_Point-per-instance localization data_
[Start of Attachment]

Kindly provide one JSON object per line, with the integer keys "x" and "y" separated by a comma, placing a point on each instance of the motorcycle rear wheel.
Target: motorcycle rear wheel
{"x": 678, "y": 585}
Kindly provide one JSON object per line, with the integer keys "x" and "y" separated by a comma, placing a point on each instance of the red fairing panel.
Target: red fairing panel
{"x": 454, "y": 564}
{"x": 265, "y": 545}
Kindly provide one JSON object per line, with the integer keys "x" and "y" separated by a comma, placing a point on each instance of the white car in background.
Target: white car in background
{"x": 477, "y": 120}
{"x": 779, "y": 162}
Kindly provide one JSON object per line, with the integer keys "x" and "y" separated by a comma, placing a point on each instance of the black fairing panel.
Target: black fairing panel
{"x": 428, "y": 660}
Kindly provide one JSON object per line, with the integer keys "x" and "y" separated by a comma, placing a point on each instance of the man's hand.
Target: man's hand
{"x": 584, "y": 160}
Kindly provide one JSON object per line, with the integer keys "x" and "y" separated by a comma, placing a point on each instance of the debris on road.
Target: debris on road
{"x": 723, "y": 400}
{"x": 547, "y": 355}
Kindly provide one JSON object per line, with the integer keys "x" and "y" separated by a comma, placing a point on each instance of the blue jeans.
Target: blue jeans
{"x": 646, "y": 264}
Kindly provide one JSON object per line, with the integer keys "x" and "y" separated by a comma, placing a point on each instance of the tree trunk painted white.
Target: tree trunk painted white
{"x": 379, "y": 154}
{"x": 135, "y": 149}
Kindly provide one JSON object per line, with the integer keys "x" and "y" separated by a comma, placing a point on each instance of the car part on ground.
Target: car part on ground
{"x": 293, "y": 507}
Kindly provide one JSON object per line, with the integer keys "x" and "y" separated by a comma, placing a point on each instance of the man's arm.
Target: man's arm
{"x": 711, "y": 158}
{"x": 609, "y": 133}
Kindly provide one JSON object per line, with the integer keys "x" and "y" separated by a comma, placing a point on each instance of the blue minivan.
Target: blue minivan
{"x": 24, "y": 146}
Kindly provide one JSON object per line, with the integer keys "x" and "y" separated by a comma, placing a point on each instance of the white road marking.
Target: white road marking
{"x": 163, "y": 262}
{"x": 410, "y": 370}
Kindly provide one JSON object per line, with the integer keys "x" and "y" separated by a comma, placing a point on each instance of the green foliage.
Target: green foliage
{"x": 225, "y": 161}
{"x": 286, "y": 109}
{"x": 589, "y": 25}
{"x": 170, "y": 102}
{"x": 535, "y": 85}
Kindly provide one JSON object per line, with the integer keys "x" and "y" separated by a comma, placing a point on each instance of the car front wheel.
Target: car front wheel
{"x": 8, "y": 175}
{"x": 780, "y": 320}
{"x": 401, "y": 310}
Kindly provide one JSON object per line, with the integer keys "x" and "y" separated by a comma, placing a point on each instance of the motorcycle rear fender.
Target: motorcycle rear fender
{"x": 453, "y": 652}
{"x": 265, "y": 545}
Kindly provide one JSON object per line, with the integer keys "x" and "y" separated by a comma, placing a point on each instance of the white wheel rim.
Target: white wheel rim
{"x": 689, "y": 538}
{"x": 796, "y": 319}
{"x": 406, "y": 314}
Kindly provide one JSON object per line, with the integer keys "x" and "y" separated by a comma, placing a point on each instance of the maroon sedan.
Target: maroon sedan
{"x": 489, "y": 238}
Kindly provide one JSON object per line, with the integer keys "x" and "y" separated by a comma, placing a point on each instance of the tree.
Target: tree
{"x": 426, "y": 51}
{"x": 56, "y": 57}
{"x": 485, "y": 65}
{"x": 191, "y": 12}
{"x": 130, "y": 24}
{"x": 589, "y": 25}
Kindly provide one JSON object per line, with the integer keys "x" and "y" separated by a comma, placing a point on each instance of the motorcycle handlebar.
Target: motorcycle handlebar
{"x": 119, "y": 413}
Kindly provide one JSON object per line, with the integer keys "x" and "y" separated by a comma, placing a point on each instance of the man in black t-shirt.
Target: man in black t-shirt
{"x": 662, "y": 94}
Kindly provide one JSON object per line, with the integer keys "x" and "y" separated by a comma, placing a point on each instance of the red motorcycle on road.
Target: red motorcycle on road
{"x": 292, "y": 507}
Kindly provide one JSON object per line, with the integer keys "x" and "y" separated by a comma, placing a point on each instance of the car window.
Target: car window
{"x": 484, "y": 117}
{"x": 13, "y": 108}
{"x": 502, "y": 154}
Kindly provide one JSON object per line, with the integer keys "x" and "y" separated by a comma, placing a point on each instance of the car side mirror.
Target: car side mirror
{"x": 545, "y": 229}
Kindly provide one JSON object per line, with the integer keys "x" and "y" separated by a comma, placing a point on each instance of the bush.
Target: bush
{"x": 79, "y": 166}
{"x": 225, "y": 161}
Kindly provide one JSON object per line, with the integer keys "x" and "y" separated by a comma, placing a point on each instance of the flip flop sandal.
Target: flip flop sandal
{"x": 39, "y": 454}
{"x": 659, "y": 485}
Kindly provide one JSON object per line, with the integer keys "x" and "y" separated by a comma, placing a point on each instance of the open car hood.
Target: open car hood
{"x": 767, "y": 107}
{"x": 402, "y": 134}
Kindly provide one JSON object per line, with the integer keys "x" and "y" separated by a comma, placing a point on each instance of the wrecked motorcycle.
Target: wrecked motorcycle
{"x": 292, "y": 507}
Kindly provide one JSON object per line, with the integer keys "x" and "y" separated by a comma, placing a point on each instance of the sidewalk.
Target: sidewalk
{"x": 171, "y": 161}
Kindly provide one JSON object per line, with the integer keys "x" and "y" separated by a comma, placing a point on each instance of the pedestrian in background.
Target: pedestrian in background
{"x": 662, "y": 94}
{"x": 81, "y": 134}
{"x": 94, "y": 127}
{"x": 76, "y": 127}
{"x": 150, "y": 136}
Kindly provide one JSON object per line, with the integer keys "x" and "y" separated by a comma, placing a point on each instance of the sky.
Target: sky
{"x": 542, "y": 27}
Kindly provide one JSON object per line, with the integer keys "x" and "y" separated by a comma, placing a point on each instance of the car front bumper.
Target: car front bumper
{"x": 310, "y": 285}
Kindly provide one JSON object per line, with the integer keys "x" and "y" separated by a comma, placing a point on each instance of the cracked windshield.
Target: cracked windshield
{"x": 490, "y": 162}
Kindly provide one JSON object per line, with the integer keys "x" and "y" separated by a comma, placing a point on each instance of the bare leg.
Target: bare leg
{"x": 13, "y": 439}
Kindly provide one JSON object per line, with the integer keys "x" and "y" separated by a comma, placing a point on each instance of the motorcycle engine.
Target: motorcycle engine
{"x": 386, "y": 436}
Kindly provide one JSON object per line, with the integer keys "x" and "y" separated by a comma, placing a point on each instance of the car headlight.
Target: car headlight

[End of Attachment]

_EXERCISE_
Nothing but the lines above from the one containing "Target: red fairing panel" through the one containing "the man's hand." should appear in the answer, each repeated exactly.

_RESPONSE BOX_
Target: red fairing panel
{"x": 454, "y": 564}
{"x": 265, "y": 545}
Kindly provide one JSON object per line, with the integer keys "x" and "y" separated by a comma, placing a point on each instance of the white car in background.
Target: white car in background
{"x": 477, "y": 120}
{"x": 779, "y": 162}
Kindly provide one JSON object per line, with the integer keys "x" and "y" separated by a comma, placing a point on each instance of the black fairing panel.
Target: black fairing panel
{"x": 428, "y": 660}
Kindly provide one JSON object per line, with the integer keys "x" and "y" separated by a comma, placing a point on each instance of the man's hand.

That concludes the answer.